- [PAGE EXTRACT]:
◆ ◆ ◆ ◆
Byline: CLARE RAYMOND in New York

SHE has wrestled rubber alligators and, with a revolver tucked in her skimpy hot-pants, fought drug barons to the ground without smudging her lipstick.

TV's most glamorous private detective was every little girl's role model - and every big boy's pin-up. She was one of Charlie's Angels.

And, 20 years on, Cheryl Ladd hasn't lost it. At 49, she still has the body of an Angel, and eight times a week dances and sings her heart out in the Broadway musical, Annie Get Your Gun.

Now the cult Seventies series has been brought back as a film which premiered in Britain last night. The new Angels, Drew Barrymore, Cameron Diaz and Ally McBeal star Lucy Lui, still work for the mysterious Charlie, but they've brought the agency up-to-date by ditching guns and beating the baddies with deadly kung-fu kicks.

But the memories came flooding back for Cheryl, who starred as Kris Munroe for four years until the show ended in 1981. And she reckons the new Angels are every bit as good as the originals.

"I love the movie," says Cheryl, who was the only one of the TV Angels to attend the New York premiere. "I think it's wonderful."

"It brought back so many memories - all the throwing back of hair and Cameron driving a speedboat in a sensational bikini.

"I think they've done a really good job of modernising it. They've had some fun but they've shown the original series some reverence by keeping in all the hair flicking and 'Hi Charlies!'

"And, of course, the things they do are impossible, which makes it really fun.

"The fact that they decided not to use guns was interesting - and a good choice. I held my gun a lot, but I only shot it three or four times.
◆ ◆ ◆ ◆
- [DATA PROVIDED]:
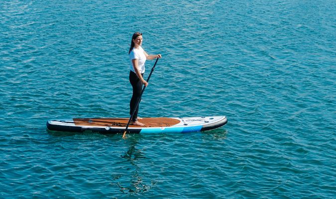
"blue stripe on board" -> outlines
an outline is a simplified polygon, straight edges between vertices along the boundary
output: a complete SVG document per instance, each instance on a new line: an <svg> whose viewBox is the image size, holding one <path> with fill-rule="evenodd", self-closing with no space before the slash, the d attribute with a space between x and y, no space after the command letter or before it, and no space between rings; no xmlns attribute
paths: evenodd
◆ ◆ ◆ ◆
- [TASK INSTRUCTIONS]:
1. From the Charlie's Angels article, output the passage starting at "TV's most glamorous" and ending at "as the originals.".
2. Shorten the paragraph of the Charlie's Angels article that begins "Now the cult Seventies series" while keeping its main facts.
The data has nothing to do with what you're asked to do here.

- [OUTPUTS IN ORDER]:
1.
TV's most glamorous private detective was every little girl's role model - and every big boy's pin-up. She was one of Charlie's Angels.

And, 20 years on, Cheryl Ladd hasn't lost it. At 49, she still has the body of an Angel, and eight times a week dances and sings her heart out in the Broadway musical, Annie Get Your Gun.

Now the cult Seventies series has been brought back as a film which premiered in Britain last night. The new Angels, Drew Barrymore, Cameron Diaz and Ally McBeal star Lucy Lui, still work for the mysterious Charlie, but they've brought the agency up-to-date by ditching guns and beating the baddies with deadly kung-fu kicks.

But the memories came flooding back for Cheryl, who starred as Kris Munroe for four years until the show ended in 1981. And she reckons the new Angels are every bit as good as the originals.

2. The Seventies series is back as a film, which premiered in Britain last night. The new Angels are Drew Barrymore, Cameron Diaz and Ally McBeal star Lucy Lui. They still work for Charlie but fight with kung-fu kicks instead of guns.